Assignment >>
What follows is a listing; restate all of it word for word.

>>>

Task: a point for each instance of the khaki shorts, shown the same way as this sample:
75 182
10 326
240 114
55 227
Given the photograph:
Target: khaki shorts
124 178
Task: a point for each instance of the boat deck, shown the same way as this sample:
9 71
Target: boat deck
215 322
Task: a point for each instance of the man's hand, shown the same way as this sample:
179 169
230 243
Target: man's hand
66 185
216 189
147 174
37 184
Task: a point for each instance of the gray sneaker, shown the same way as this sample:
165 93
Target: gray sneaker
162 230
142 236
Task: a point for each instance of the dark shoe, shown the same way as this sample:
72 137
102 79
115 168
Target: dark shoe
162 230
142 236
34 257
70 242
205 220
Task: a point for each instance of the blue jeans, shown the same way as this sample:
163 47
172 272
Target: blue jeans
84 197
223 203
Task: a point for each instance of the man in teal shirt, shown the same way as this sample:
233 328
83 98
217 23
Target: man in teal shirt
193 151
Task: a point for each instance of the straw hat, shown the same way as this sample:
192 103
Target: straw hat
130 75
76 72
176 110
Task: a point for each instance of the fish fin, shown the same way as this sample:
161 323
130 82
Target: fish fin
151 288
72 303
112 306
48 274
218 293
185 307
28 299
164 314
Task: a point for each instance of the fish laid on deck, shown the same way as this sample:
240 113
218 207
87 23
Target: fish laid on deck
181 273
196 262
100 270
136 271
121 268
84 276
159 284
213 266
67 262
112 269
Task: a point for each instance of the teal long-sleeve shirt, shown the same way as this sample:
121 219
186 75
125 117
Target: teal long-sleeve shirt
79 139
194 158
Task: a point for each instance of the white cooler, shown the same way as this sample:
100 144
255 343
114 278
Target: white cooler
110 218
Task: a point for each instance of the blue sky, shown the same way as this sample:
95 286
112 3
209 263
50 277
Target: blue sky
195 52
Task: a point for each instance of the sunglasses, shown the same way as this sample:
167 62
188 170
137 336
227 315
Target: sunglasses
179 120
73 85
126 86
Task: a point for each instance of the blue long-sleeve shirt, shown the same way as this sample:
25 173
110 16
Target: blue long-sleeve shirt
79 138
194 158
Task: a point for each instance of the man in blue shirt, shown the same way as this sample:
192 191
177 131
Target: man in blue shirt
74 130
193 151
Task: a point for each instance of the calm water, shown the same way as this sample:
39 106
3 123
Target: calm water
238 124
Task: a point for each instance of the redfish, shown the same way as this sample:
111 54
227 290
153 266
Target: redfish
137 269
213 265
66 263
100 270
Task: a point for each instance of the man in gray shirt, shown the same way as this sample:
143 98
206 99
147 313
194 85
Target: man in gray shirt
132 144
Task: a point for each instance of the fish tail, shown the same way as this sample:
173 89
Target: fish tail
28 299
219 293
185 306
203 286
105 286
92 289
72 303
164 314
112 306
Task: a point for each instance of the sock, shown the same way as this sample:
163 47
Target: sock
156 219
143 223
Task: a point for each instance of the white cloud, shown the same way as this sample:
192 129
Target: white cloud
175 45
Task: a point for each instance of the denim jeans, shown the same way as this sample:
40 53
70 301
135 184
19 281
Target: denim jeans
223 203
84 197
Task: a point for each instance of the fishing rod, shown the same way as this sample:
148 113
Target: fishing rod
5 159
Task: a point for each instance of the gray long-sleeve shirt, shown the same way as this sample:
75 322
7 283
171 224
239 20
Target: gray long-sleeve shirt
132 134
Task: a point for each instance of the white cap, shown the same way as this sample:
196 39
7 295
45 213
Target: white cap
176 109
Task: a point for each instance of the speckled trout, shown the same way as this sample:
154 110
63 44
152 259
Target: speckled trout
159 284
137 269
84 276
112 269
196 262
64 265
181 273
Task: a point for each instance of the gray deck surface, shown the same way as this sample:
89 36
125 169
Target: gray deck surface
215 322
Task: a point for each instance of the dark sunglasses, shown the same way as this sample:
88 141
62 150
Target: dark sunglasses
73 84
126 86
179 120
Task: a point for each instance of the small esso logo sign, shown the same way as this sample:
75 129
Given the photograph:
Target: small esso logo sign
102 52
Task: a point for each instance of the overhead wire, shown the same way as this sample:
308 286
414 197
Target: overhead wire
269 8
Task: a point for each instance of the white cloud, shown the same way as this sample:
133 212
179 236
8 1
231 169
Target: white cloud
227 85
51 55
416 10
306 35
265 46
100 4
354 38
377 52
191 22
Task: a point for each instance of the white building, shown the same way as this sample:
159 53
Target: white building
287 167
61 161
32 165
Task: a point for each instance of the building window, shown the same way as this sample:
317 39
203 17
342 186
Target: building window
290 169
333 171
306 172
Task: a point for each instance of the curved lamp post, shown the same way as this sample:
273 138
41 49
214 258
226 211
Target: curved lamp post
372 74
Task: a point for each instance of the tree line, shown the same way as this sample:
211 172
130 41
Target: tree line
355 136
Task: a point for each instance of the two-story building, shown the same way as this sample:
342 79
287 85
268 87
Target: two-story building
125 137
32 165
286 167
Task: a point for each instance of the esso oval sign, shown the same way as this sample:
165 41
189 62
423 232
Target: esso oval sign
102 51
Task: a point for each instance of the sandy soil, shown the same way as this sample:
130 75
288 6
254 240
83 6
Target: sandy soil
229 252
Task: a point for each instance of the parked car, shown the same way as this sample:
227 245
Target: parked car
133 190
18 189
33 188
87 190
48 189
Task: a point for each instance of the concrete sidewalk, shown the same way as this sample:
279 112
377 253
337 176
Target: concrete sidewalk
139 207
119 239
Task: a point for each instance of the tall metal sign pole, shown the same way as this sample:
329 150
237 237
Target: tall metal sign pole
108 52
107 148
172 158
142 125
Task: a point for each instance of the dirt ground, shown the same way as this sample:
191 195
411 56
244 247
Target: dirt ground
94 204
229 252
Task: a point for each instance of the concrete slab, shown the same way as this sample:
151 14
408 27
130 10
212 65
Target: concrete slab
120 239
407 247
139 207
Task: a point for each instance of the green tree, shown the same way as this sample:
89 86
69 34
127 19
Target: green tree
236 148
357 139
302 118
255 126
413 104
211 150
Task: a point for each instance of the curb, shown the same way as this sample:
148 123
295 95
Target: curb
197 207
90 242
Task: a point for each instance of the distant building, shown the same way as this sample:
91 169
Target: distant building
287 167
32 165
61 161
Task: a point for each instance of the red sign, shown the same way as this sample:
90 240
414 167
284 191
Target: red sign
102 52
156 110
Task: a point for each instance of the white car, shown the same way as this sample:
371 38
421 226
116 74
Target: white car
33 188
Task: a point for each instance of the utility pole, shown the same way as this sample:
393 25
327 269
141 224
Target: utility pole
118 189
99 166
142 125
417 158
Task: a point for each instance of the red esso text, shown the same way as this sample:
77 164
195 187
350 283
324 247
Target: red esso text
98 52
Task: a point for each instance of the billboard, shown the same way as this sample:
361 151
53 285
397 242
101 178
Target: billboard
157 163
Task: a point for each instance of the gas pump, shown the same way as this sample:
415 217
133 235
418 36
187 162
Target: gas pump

<<<

Exercise answer >>
Task: a point for each instance of the khaki shorts, shown the same way as this sample:
75 182
10 326
240 114
55 227
Given the photograph:
Target: khaki shorts
124 178
Task: a point for each instance of the boat deck, shown the same way as this sample:
9 71
Target: boat deck
215 322
Task: a point for each instance of the man's hand, shown the same way as this sample:
179 169
230 243
Target: man's hand
66 185
216 189
147 174
37 184
Task: a point for each instance of the gray sneaker, shown the same way as this sample:
165 93
Target: gray sneaker
162 230
142 236
Task: a point for each instance of the dark shoe, shown the same way as this sample:
72 137
102 79
115 168
Target: dark shoe
162 230
142 236
34 257
70 242
205 220
Task: a point for each instance of the blue jeans, shown the same way as this sample:
163 47
172 272
Target: blue jeans
84 197
223 203
Task: a point for each instance of the man in teal shirt, shown the same way as this sample:
233 328
83 98
217 23
Target: man in teal shirt
193 151
Task: a point for each instance of the straw hat, shown the same way as this sample:
192 103
Target: straw hat
130 75
76 72
176 110
Task: a point for each instance of the fish fin, shown the same way as this sample:
161 323
130 82
Target: fish fin
151 288
72 303
112 306
48 274
218 293
185 307
28 299
164 314
Task: a point for each instance of the fish laid on deck, shown the same way as this sample:
240 113
218 207
87 23
Target: fish laid on deck
181 273
196 262
100 270
136 271
121 268
84 276
159 284
213 266
67 262
112 269
Task: a point for each instance of the teal long-sleeve shirt, shown the same way as this sample:
121 219
186 75
125 117
Target: teal long-sleeve shirt
79 139
194 158
Task: a point for each instance of the white cooler, shown the same way as this sample:
100 144
255 343
114 278
Target: white cooler
110 218
Task: a point for each instance of the blue sky, shown the same way as this sample:
95 286
112 3
209 263
50 277
Target: blue sky
195 52
Task: a point for each instance of the sunglasses, shown the same way as this sample:
167 62
188 170
137 336
227 315
Target: sunglasses
179 120
73 85
126 86
Task: a point for each instance of the blue long-sleeve shirt, shown the same way as this sample:
25 173
110 16
Target: blue long-sleeve shirt
79 138
194 158
Task: a point for each instance of the man in blue shirt, shown the same way as this sample:
192 191
177 131
Target: man in blue shirt
74 130
193 151
Task: a point for each instance of the calm water, shown the same way as this sample:
39 106
3 123
Target: calm water
238 124
Task: a point for each instance of the redfish, shown the same way as this sample:
111 54
227 290
153 266
Target: redfish
137 269
213 265
66 263
100 270
Task: a point for each instance of the man in gray shirt, shown the same way as this sample:
143 98
206 99
147 313
194 85
Target: man in gray shirt
132 144
Task: a point for each instance of the fish tail, shown the same way as this sample:
173 89
Target: fish tail
28 299
219 293
185 306
203 286
105 286
92 289
72 303
164 314
112 306
Task: a point for each instance of the sock, shown the same way as this sample:
163 47
Target: sock
156 219
143 223
Task: a point for each instance of the white cloud, shown the same way as this sample:
192 129
Target: white cloud
175 45
Task: a point for each instance of the denim jeans, shown the same way as this sample:
40 53
70 301
135 184
19 281
Target: denim jeans
223 203
84 197
Task: a point for each instance of the fishing rod, shown the same way as this sample:
148 113
Target: fishing rod
5 159
Task: a point for each instance of the gray long-sleeve shirt, shown the same way as this sample:
75 322
7 283
171 224
239 20
Target: gray long-sleeve shirt
132 134
Task: a point for each instance of the white cap, shown the same way as this sample:
196 39
7 295
45 213
Target: white cap
176 109
Task: a point for each instance of the speckled trout, shown the same way as this sample:
154 110
63 44
152 259
Target: speckled trout
159 284
137 269
84 276
112 269
196 262
64 265
181 273
Task: a point for each instance of the gray deck surface, shown the same way as this sample:
89 36
125 169
Target: gray deck surface
215 322
Task: a point for each instance of the dark sunglasses, shown the same way as this sample:
88 141
62 150
Target: dark sunglasses
73 84
126 86
179 120
Task: a point for each instance of the small esso logo sign, shown the same way as this sample:
75 129
Given the photograph:
Target: small esso logo sign
102 52
Task: a point for each instance of the overhead wire, shown the same way as this sample:
308 286
414 197
Target: overhead wire
269 8
Task: a point for each instance of the white cloud, shown the same way as this sample:
133 212
179 236
8 1
231 169
Target: white cloud
227 85
51 55
416 10
306 35
265 46
100 4
354 38
377 52
191 22
Task: a point for each instance of the white building, shown the same way as this sample:
159 53
Target: white building
287 167
61 161
32 165
Task: a point for each instance of the building window, shown the same way as this sample:
317 39
203 17
342 186
Target: building window
290 169
333 171
306 172
Task: a point for each instance of the curved lamp post, shown the same way as this sample:
273 138
41 49
214 258
226 211
Target: curved lamp post
372 74
Task: a point for each instance of the tree line, shown the same way as this sample:
211 172
130 41
Target: tree line
355 136
Task: a point for each instance of the two-story building, shown the same way as this sample:
342 79
287 85
268 87
Target: two-story building
125 137
32 165
286 167
Task: a point for each instance of the esso oval sign, shown the same way as this sample:
165 41
189 62
423 232
Target: esso oval sign
102 51
Task: a point for each instance of the sandy soil, shown the same way as this sample:
130 75
288 6
254 240
83 6
Target: sandy soil
229 252
Task: a point for each instance of the parked car, shown the same way as this sample:
227 245
Target: parked car
133 190
18 189
33 188
87 190
48 189
Task: a point for each instance of the concrete sidewalk, shown the same way as this sample:
279 112
377 253
337 176
Target: concrete sidewalk
139 207
119 239
Task: a point for each instance of the tall metal sign pole, shown the same way as this sample:
329 150
237 237
Target: tall metal sign pole
108 52
107 148
172 158
142 125
Task: a point for each instance of the dirt ground, shown the same way as this sample:
191 195
411 56
244 247
Target: dirt ground
94 204
229 252
Task: a point for each instance of the concrete slab, shown the same way as this sample:
151 14
408 27
130 10
212 65
Target: concrete slab
120 239
407 247
139 207
Task: a point for each instance of the green tree, shown the same way as this sample:
89 86
69 34
127 19
Target: green tree
236 148
357 139
302 118
255 126
413 104
211 150
Task: a point for each instance of the curb, shown the same way as this sample:
148 123
295 95
Target: curb
197 207
90 242
Task: a point for each instance of the distant building, shown the same way as this sample:
91 169
Target: distant building
287 167
32 165
61 161
Task: a point for each instance of the red sign, shown the same way as this sample:
90 240
414 167
284 191
Target: red sign
102 52
156 110
Task: a point for each instance of the white car, shown the same way as this sample:
371 38
421 226
116 74
Target: white car
33 188
Task: a point for each instance of the utility pole, shown the same way as this sample:
393 25
327 269
141 224
Target: utility pole
118 189
99 166
142 125
417 158
Task: a point for each instance of the red esso text, shown the same way as this sample:
77 164
195 187
350 283
324 247
Target: red esso text
98 52
Task: a point for each instance of the billboard, shown the same way as this sample:
361 151
53 285
397 242
101 178
Target: billboard
157 163
Task: a point for each instance of the gas pump, shown the same way as this sample:
415 217
133 235
418 36
187 162
Target: gas pump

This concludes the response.